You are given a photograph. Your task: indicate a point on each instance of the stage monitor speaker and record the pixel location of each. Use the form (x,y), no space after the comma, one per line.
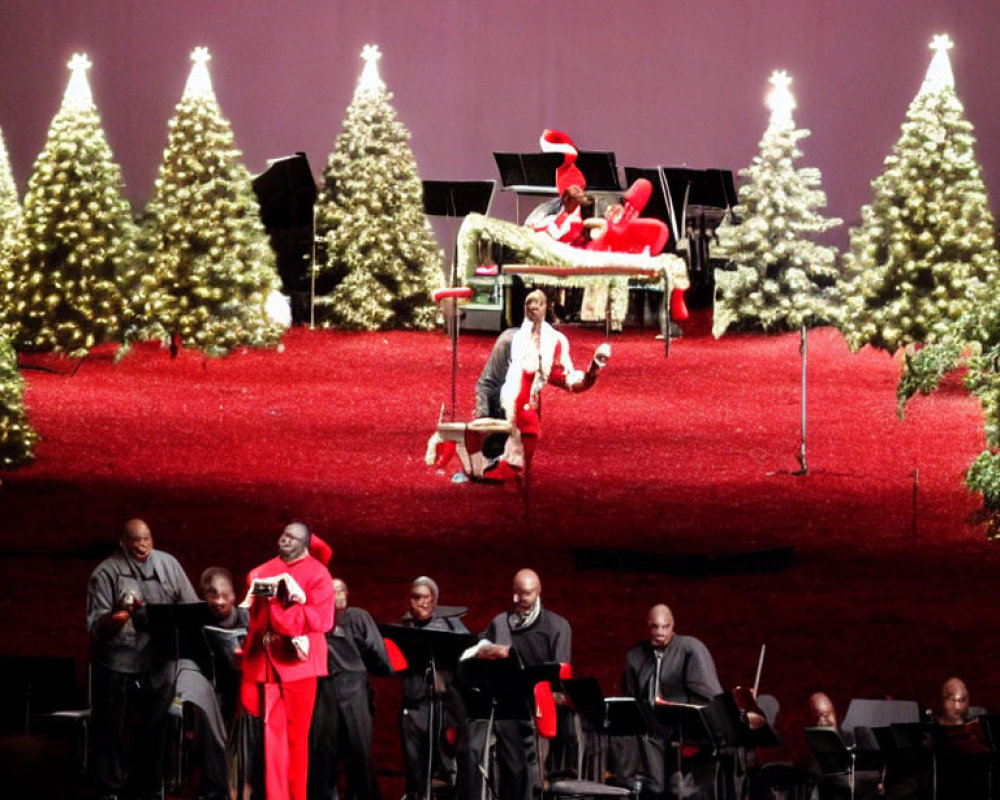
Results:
(286,193)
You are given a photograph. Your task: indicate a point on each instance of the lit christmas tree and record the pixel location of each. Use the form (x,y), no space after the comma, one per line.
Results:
(17,439)
(926,243)
(380,250)
(782,277)
(77,234)
(211,273)
(11,221)
(972,341)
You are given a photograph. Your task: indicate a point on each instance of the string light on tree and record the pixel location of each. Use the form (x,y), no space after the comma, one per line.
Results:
(17,439)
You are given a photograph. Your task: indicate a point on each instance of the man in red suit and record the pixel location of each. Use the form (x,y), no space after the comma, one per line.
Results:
(291,601)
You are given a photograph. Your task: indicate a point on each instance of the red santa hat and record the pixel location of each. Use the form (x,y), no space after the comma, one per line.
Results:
(567,173)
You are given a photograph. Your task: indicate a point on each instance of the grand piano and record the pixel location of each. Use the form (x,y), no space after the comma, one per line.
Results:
(693,202)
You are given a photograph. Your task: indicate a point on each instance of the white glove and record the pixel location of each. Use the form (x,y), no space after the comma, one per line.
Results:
(601,355)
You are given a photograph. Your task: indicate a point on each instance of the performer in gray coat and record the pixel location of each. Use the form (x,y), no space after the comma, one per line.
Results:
(132,684)
(666,668)
(343,718)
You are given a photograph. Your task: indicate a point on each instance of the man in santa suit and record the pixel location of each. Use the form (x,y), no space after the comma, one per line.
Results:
(564,223)
(291,601)
(539,355)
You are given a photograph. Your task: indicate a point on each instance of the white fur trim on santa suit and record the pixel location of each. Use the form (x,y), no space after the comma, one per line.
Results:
(552,141)
(551,353)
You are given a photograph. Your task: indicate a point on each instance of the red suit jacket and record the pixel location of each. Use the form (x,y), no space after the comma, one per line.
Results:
(277,660)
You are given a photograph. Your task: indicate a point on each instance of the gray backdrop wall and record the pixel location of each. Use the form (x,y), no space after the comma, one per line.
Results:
(658,81)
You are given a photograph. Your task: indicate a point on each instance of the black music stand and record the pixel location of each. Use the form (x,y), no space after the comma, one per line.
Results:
(456,199)
(717,726)
(835,759)
(428,650)
(495,689)
(608,717)
(176,629)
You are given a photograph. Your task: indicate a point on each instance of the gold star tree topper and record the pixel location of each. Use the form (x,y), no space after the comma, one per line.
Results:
(939,75)
(780,99)
(370,79)
(78,93)
(199,83)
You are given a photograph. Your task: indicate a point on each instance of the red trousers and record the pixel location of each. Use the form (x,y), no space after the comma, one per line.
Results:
(287,710)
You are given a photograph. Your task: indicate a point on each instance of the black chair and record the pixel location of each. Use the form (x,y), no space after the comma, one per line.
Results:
(837,762)
(43,694)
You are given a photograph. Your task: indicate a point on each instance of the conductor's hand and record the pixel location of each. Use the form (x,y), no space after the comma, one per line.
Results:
(493,651)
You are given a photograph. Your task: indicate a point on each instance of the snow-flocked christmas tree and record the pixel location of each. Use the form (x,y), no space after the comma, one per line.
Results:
(77,234)
(211,271)
(925,245)
(17,439)
(783,277)
(380,250)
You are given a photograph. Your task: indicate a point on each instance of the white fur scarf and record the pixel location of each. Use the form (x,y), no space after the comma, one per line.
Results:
(524,359)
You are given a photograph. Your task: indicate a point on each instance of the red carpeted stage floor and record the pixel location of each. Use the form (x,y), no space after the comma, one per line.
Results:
(890,589)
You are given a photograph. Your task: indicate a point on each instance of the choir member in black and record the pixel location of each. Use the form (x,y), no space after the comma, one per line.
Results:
(667,668)
(343,719)
(963,759)
(427,693)
(218,591)
(537,636)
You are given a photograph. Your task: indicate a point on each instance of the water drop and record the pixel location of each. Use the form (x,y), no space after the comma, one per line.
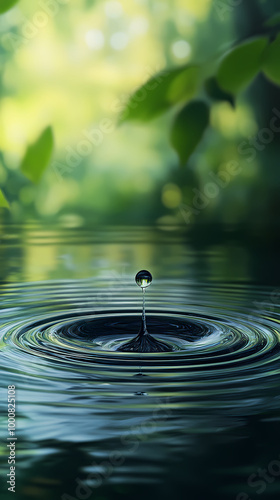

..........

[AIM OF THE TASK] Exclude the images, then output the data above word for word.

[EXPECTED ANSWER]
You are given a photograph. Your task: indicate a point on each instance of the stage monitor speaker and record the pixel location of each. Use the form (x,y), no space after the comma, one per line.
Results:
(286,193)
You are given a photograph. Your task: indicate a point on each instance of the lit christmas tree and record the pixel location of each. Use the form (x,y), no space after the comma, one per line.
Results:
(17,439)
(926,243)
(380,250)
(782,277)
(77,234)
(211,273)
(11,221)
(972,341)
You are given a photograph. Your task: indicate a point on each instance of the string light on tree and record the pixel location of each. Use the form (x,y), no space after the comma, one per line.
Results:
(17,439)
You are given a photograph. Your task: indicate a point on each instance of the man in red suit and record the pixel location of each. Use the form (x,y), no space after the comma, one per line.
Results:
(291,601)
You are given a photograph. Your task: indicate a point on each instance of the red santa hat and record the pixel location of each. Use the form (x,y), no space after the comma, one per line.
Results:
(567,173)
You are given a photograph. Your task: indicate a point on each instance of the grand piano and record the pixel location of each. Use the form (x,y), no space after the comma, one per line.
Results:
(693,202)
You are given a photograph. Your task: indicate a point on each instance of the white glove and record the pixel location of each. Use the form (x,y), no space after the comma, one per line.
Results:
(601,355)
You are given a photograph. Your task: indicate a point on each instance of the performer in gray coat and record the pixel location of each. Use the form (x,y), no space after the comma, one per line.
Results:
(132,684)
(666,668)
(343,718)
You are given a photograph. Your task: indicate a point on each instance of the man in santa suit and record the pixel location of each. Use the form (x,y), no space after the comma, one per line.
Results:
(564,223)
(291,601)
(539,355)
You are given a photograph. Your task: indicate a point on each instance of the white fur trim on santa suit and record the pixel location of each. Use the form (x,y), no space after the comma, one per line.
Results:
(552,141)
(551,353)
You are given a photograph. Your task: indicate a point on each instance of the red suit jacket and record the pixel location of each. Use the form (x,y), no space after the comma, one per line.
Results:
(277,660)
You are given a photograph. Your task: indicate a point on each instance of the gray backdrop wall and record the pixel location of each. Use the form (x,y), no space after the comma, one per line.
Results:
(658,81)
You are given a photograph. Your task: indicate a point on each instance of the black music stand and record the pixel location of each. Use the form (x,y), no space after the comma, one per line.
Results:
(456,199)
(717,726)
(835,759)
(428,650)
(495,689)
(608,717)
(176,629)
You are given a photograph. Your task: indicate a point on each instance of the gold star tree topper and record the pixel location of each. Use the form (x,y), no space after the comma, one per line.
Results:
(939,75)
(780,99)
(370,79)
(78,93)
(199,83)
You are given a photograph. Your task: indicate a point on each instance of the red trousers and record the pixel location of each. Use the form (x,y), no space after the comma, one per line.
Results:
(287,710)
You are given a photograph. Your task: indicate a point on each instance of the black chair and record the pixel location of each. Use the form (x,y), no space after the comma, one per line.
Results:
(837,762)
(43,694)
You are given a photograph. Your task: indicate a point on each instance of the conductor's hand and record the pixel location of each. Use the form (x,y), no space after the comma, one per line.
Results:
(493,651)
You are given a photograph. Your task: indicate a point on each instance of the snow-flocked christmas tree and record the pixel location of each. Use the form (x,y), no space after the comma, one per line.
Results:
(77,234)
(211,271)
(925,245)
(17,439)
(783,277)
(380,250)
You are given a photograph. Your task: indicate a point on each instance of the white fur scarf and record the pixel location of each. Use the form (x,y), no space after the comma, one per line.
Results:
(524,359)
You are given a photograph. Your task: indicate a point on each instance of the red carpeted stage floor and record the pixel location of each. Use the form (x,y), no space after the comma, one per line.
Results:
(890,589)
You are given a photograph. Your task: indicate a point on each instance of the choir member in black and record the pixel location of each. Use the form (x,y), no space after the comma, one per line.
Results:
(667,668)
(343,719)
(963,759)
(427,693)
(218,591)
(537,636)
You are given a photograph. Your task: indicate a point on each instance of the water drop and record the pixel location of each. Use the form (x,y), no space after the comma, one per line.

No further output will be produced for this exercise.